▸ **What the exercise asks**: Omit the images. Copy each entry word for word.

*** Opening of Record extracts ***

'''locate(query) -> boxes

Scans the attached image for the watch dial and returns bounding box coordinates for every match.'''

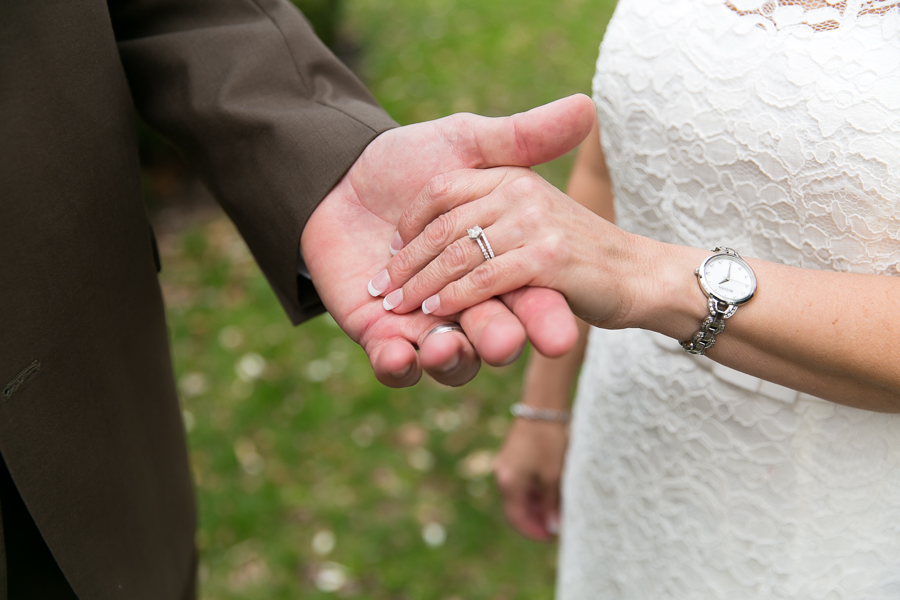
[703,255,755,303]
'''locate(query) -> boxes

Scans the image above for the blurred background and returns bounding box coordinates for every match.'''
[143,0,616,598]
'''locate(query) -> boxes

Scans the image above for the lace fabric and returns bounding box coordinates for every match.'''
[558,1,900,598]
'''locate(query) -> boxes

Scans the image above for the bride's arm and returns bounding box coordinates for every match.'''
[494,125,612,540]
[373,137,900,413]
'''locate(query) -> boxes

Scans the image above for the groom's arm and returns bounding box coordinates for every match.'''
[109,0,397,323]
[108,0,587,386]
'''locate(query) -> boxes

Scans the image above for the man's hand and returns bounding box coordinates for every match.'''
[301,94,595,387]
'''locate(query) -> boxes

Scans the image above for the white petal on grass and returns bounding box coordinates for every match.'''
[422,522,446,548]
[408,448,435,472]
[315,562,349,592]
[312,529,336,556]
[458,449,495,480]
[351,424,375,448]
[236,353,266,382]
[434,409,462,432]
[218,325,245,350]
[233,438,264,476]
[306,359,332,383]
[179,372,209,397]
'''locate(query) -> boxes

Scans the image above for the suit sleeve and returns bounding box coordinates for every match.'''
[108,0,398,324]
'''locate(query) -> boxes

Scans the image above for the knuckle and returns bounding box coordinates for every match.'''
[424,212,456,250]
[390,248,417,280]
[422,173,454,204]
[542,233,566,264]
[442,241,470,271]
[396,211,415,241]
[468,263,496,293]
[494,466,515,489]
[509,173,542,197]
[521,203,547,229]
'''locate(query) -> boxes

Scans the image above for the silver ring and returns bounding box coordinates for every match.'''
[467,225,495,260]
[425,323,464,339]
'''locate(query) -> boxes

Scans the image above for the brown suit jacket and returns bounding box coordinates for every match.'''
[0,0,396,597]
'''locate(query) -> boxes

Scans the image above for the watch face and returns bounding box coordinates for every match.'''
[701,254,756,304]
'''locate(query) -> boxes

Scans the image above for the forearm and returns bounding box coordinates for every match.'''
[632,238,900,412]
[519,126,608,410]
[520,319,590,410]
[110,0,396,324]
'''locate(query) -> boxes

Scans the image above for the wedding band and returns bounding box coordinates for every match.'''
[425,323,464,339]
[467,225,494,260]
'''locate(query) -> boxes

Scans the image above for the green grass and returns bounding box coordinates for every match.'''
[162,1,617,598]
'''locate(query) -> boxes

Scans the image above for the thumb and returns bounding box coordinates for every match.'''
[454,94,596,169]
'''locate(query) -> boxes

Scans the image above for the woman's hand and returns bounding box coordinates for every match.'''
[493,418,569,541]
[367,166,651,329]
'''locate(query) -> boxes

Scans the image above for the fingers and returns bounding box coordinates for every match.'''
[366,296,531,387]
[417,324,481,387]
[545,478,562,536]
[495,466,552,541]
[394,168,513,250]
[385,226,504,315]
[368,338,422,388]
[455,94,597,169]
[500,287,578,358]
[419,250,537,318]
[458,298,527,366]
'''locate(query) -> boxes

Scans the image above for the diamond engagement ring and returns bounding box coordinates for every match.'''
[467,225,494,260]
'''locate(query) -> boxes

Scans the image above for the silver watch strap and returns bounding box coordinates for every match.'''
[680,298,732,355]
[681,247,743,356]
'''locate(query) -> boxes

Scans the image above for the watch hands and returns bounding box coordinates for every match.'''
[719,262,733,285]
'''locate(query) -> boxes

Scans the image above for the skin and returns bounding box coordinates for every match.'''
[494,121,613,541]
[374,117,900,410]
[302,94,596,387]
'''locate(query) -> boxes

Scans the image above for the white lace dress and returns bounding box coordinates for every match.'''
[558,1,900,598]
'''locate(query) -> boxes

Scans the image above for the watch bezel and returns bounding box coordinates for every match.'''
[697,252,757,305]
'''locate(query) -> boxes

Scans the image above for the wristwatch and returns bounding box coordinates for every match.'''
[681,247,756,355]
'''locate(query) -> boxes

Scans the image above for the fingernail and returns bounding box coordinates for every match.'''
[439,352,461,374]
[390,231,404,256]
[546,513,560,535]
[383,289,403,311]
[367,269,390,297]
[390,364,412,379]
[500,342,528,366]
[422,295,440,315]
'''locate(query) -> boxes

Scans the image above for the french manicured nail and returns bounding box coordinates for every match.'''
[390,231,404,256]
[390,364,412,379]
[383,289,403,311]
[367,269,390,297]
[438,352,461,374]
[422,295,440,315]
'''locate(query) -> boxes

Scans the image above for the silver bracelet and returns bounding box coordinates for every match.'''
[510,403,571,423]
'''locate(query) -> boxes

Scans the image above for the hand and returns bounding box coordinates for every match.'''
[493,418,568,541]
[301,95,596,387]
[373,165,647,329]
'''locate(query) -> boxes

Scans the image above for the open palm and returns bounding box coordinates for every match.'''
[301,95,596,387]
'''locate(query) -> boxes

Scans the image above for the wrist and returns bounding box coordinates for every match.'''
[510,403,571,423]
[626,239,710,341]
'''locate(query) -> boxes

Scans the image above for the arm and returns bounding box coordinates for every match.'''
[109,0,597,386]
[493,124,611,540]
[378,131,900,410]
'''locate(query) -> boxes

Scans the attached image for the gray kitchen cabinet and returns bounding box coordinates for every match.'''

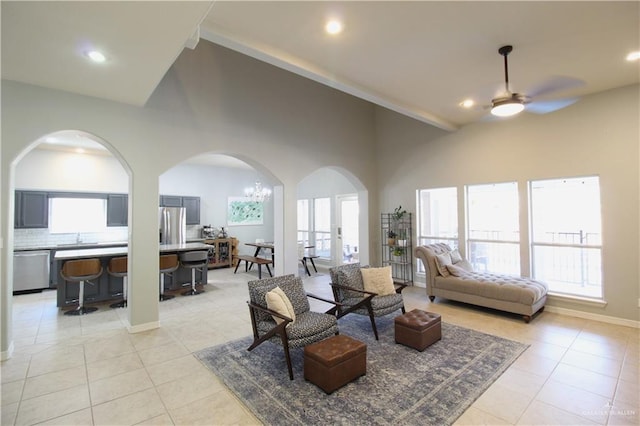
[160,195,182,207]
[107,194,128,226]
[182,196,200,225]
[160,195,200,225]
[15,191,48,228]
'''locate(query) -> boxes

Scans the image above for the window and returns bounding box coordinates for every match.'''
[49,197,107,234]
[466,182,520,275]
[313,197,331,259]
[417,187,458,247]
[530,176,602,298]
[297,199,309,244]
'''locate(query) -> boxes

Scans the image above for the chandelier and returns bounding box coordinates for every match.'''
[245,181,272,202]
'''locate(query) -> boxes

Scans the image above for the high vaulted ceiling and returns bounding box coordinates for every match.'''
[2,1,639,133]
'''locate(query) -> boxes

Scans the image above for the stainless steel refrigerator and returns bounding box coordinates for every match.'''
[159,207,186,245]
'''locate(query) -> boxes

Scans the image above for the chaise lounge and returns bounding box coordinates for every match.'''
[415,243,548,323]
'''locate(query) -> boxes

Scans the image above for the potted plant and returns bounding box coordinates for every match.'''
[392,205,407,221]
[387,230,397,246]
[392,246,405,260]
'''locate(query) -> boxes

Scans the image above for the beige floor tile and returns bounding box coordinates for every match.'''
[89,367,154,406]
[145,354,210,386]
[137,342,190,367]
[168,391,257,426]
[454,406,511,425]
[560,348,623,378]
[15,384,91,425]
[34,407,94,425]
[517,399,600,425]
[472,382,534,424]
[493,366,548,398]
[550,363,618,398]
[510,351,558,378]
[571,336,627,361]
[4,268,638,426]
[614,377,640,407]
[92,387,166,426]
[1,401,18,425]
[1,359,31,383]
[1,379,24,406]
[155,370,224,410]
[22,365,87,400]
[535,379,611,424]
[27,345,86,378]
[86,351,144,382]
[135,413,175,425]
[83,333,136,363]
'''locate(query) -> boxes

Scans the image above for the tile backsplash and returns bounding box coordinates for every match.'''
[14,225,203,249]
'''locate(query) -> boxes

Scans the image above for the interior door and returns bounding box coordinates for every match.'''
[336,195,359,265]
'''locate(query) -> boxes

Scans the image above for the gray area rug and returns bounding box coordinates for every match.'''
[196,314,528,425]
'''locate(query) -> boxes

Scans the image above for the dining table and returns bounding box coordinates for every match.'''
[244,242,315,271]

*** Close of Record extracts ***

▸ **Solution to this task**:
'''locate(query) -> boxes

Scans the attached image for the watch dial and returns bounding box coordinates for every match.'''

[703,255,755,303]
'''locate(query) -> boxes

Scans the image above for the blurred background and returns bounding box coordinates for every match.'''
[143,0,616,598]
'''locate(query) -> boxes

Scans the image above for the lace fabric and returns bounding box coordinates for every match.'''
[558,1,900,598]
'''locate(query) -> boxes

Scans the image above for the bride's arm and returns bounding box coordinates for every match.'''
[494,125,612,540]
[373,137,900,413]
'''locate(query) -> boxes

Scans the image above for the groom's arm and returns bounding box coordinates for every match.'''
[109,0,397,323]
[108,0,587,386]
'''locate(query) -> boxes

Scans the image above for the man's hand and returns bounding box coordinates for every match.'''
[301,94,595,387]
'''locate(query) -> boxes

Scans the image above for the white petal on grass and returns bounding box coordinates for every match.'''
[422,522,446,548]
[408,448,435,472]
[315,562,349,592]
[312,529,336,556]
[458,449,495,480]
[351,424,375,448]
[236,353,266,382]
[434,409,462,432]
[218,325,245,350]
[233,438,264,476]
[306,359,332,383]
[179,372,209,397]
'''locate(query) -> boxes

Scans the image above for the suit sleeve and returns bounding box coordinates for every match.'''
[108,0,398,324]
'''locate(query) -> boxes

Scans the image above for the knuckle and returns bounding box coordinates for every match.'''
[424,212,456,250]
[390,248,417,280]
[422,173,454,204]
[542,233,566,264]
[442,241,470,271]
[396,211,415,241]
[468,263,496,293]
[494,466,515,489]
[509,173,542,197]
[521,203,547,229]
'''locate(query) -> boxes

Scans the image above for the silver ring and returns bounding box coordinates for every match.'''
[467,225,495,260]
[425,323,464,339]
'''locate(query) -> boxes

Scans the image above for the brown suit jacket and returns bounding box coordinates for every match.'''
[0,0,396,597]
'''locate(query) -> boxes

Scans the image above for the watch face and returns bounding box coordinates for every match.'''
[701,254,756,304]
'''locate(query) -> boxes

Scans the image above for the forearm and returns bounding box coordinates for every match.'''
[632,238,900,412]
[519,126,608,410]
[520,319,590,410]
[110,0,396,324]
'''locate(query) -> boxes

Scans the image above for the wedding band and returns bounding box coordinates for every match.'''
[425,323,464,339]
[467,225,494,260]
'''locate(query) -> boxes

Scans the image above for the green grass and returns bounding box coordinates for every match.'''
[162,1,617,598]
'''locate(query) -> boxes

Scans the image above for the thumb and returns bounding box coordinates for every match.'''
[454,94,596,169]
'''locate(query) -> boxes

Scans the image above for the woman's hand and returns bounding box coordinates for every match.'''
[493,418,569,541]
[367,166,651,329]
'''locate(query) -> boxes

Scans the image above for the fingers and returns bounding box coordinates for every match.'''
[366,296,531,387]
[417,324,481,387]
[545,478,562,536]
[495,466,552,541]
[394,168,513,250]
[385,226,504,315]
[368,338,422,388]
[455,94,597,169]
[500,287,578,358]
[419,250,537,318]
[458,298,527,366]
'''locate(query) -> boxes

Scans the image above for the diamond engagement ring and returns bounding box coordinates for every match.'''
[467,225,494,260]
'''locate(query) -> boxes

Scans the image above for the silver watch strap and returns bounding box coordinates for every match.'''
[680,298,732,355]
[681,247,743,356]
'''locate(query) -> boxes

Scans the image above for the watch hands and returns bounding box coordinates for every match.'''
[719,262,733,285]
'''locate(query) -> boxes

Scans the image above for the skin and returns bounding box coordinates for every match.'''
[494,121,613,541]
[374,117,900,410]
[302,94,596,387]
'''locate(query) -> boxes

Scans the image above for the white lace dress and returns bounding box coordinates for every match.'''
[558,1,900,598]
'''locate(query) -> boxes

Scans the image above for the watch bezel and returns bounding box coordinates for every match.'''
[697,252,757,305]
'''locate(query) -> boxes

Scans the image above for the wristwatch and returns bounding box coordinates for every match.'''
[681,247,756,355]
'''locate(query) -> boxes

Scans the image above for the fingernail and returns bounding box coordinates for every match.'''
[439,352,461,374]
[390,231,404,256]
[546,513,560,535]
[383,289,403,311]
[367,269,390,297]
[390,364,412,379]
[500,342,528,366]
[422,295,440,315]
'''locate(query) -> boxes

Scans the image above for the french manicured nail and returns bounding box coordinates for every match.'''
[390,231,404,256]
[390,364,412,379]
[383,289,403,311]
[367,269,390,297]
[438,352,461,374]
[422,295,440,315]
'''locate(query) -> boxes

Scans the image above for the silver bracelet and returns bounding box coordinates for every match.'''
[510,403,571,423]
'''locate(query) -> boxes

Scans the image above for the hand and returns bounding box coordinates for every match.'''
[493,418,568,541]
[301,95,596,387]
[373,165,647,329]
'''locate(query) -> boxes

Scans the image above for the open palm and returns bounding box coordinates for every match.'''
[301,95,596,387]
'''locate(query) -> boxes

Scans the image above for the wrist and returns bounding box coordinates for every match.'''
[510,403,571,423]
[626,239,710,341]
'''locate(query) -> boxes

Scans the image above for the arm and returns bounding box coordinates for every match.'''
[109,0,597,386]
[493,124,611,540]
[378,131,900,410]
'''locate(query) -> boxes

Scans the attached image for the gray kitchen cabinet and returns bounding box coordinates for every match.'''

[160,195,182,207]
[107,194,128,226]
[182,196,200,225]
[160,195,200,225]
[15,191,48,228]
'''locate(query) -> boxes

Scans the image above for the window and returns bounding box coordinates for every match.'''
[49,197,107,234]
[466,182,520,275]
[313,197,331,259]
[417,187,458,247]
[530,176,602,298]
[297,199,309,244]
'''locate(query) -> boxes

Scans the image above for the chandelier and returns bounding box coordinates for every match.'''
[245,181,272,202]
'''locate(query) -> boxes

Scans the image above for the high vaulted ceiling and returns bounding box coordinates for every match.'''
[2,1,639,133]
'''locate(query) -> boxes

Scans the image above for the stainless steel refrigerator and returns bounding box coordinates for every match.'''
[159,207,186,245]
'''locate(query) -> boxes

Scans the image above for the chaise lounge and returns bounding box coordinates for every match.'''
[415,243,548,323]
'''locate(query) -> boxes

Scans the image above for the potted plant and returns bounding box coordinates for every match.'''
[392,205,407,221]
[387,230,397,246]
[392,246,405,260]
'''locate(query) -> boxes

Scans the image above for the beige floor tile and returns bounding box coordinates for every match.'''
[89,367,154,406]
[145,354,210,386]
[137,342,190,367]
[168,391,257,426]
[454,406,511,425]
[560,348,623,378]
[15,384,91,425]
[34,407,94,425]
[517,399,600,425]
[472,382,534,424]
[493,366,548,398]
[550,363,618,398]
[510,351,558,378]
[571,336,627,361]
[4,268,638,426]
[614,377,640,407]
[92,387,166,426]
[1,401,18,425]
[1,359,31,383]
[1,379,24,406]
[155,370,224,410]
[22,365,87,400]
[535,379,611,424]
[27,345,86,378]
[86,351,144,382]
[135,413,175,425]
[83,333,136,363]
'''locate(query) -> boxes

Scans the image above for the tile backsplash and returns bounding box coordinates for every match.'''
[14,225,203,249]
'''locate(query) -> boxes

Scans the image above for the interior door and returns bounding box coordinates for every match.'''
[336,195,359,265]
'''locate(query) -> boxes

Scans the image above for the gray area rug and returns bounding box coordinates for every match.'''
[196,314,528,425]
'''locate(query) -> boxes

Scans the image above for the dining table and returns bounding box coordinates for every match.'''
[244,242,315,271]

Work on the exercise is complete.